╭─ MATERIAL FOR THIS TASK

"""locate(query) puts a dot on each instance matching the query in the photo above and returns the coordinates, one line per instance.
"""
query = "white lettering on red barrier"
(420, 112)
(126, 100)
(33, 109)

╰─

Quote each line of the listing above exactly.

EXERCISE ANSWER »
"""locate(query) puts a dot on each instance matching the query in the photo above and returns the coordinates, one line per instance.
"""
query = "white lettering on red barrier"
(420, 112)
(126, 100)
(33, 109)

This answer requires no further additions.